=== Written request ===
Starting at the line that contains "Outline every overcast" and ending with the line that contains "13;207;39;327", turn the data below into a numbered list, leaving out any blank lines.
# start of Material to process
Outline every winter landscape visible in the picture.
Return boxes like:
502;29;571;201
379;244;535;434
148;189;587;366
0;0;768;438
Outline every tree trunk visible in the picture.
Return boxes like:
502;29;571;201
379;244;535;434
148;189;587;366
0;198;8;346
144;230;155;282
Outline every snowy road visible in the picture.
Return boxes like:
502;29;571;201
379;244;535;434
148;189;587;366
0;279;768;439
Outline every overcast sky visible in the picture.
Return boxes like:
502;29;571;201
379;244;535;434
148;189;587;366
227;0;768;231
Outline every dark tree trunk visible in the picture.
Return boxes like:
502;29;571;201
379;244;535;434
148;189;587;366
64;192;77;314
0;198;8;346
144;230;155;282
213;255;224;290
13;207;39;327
# end of Material to process
# start of Material to process
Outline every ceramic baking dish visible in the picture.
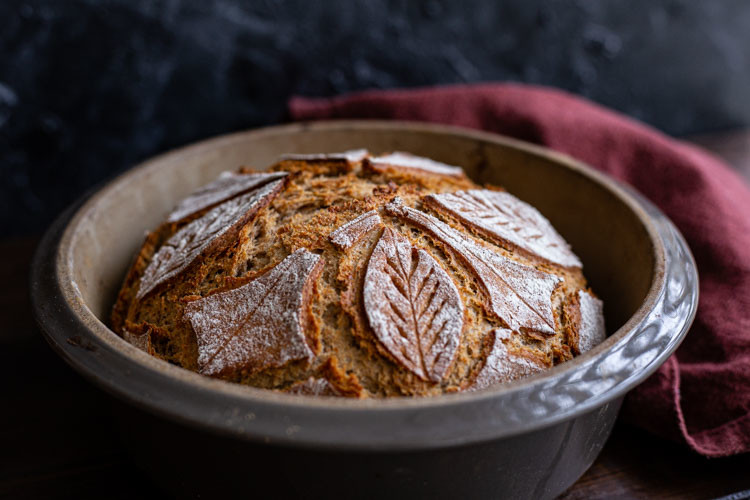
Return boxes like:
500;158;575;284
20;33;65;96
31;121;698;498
# end of Material to process
=== Response to the exercise ===
1. Outline every overcast sky visible in the picture.
2. Return boxes like:
3. 502;29;571;201
4. 379;244;535;434
5. 148;189;587;366
6. 227;0;768;231
7. Outline every dark tree trunk visible in the picture.
8. Return boxes like:
9. 502;29;571;201
10. 379;244;535;434
11. 148;189;587;366
12. 64;192;77;314
13. 0;198;8;346
14. 144;230;155;282
15. 213;255;224;290
16. 13;207;39;327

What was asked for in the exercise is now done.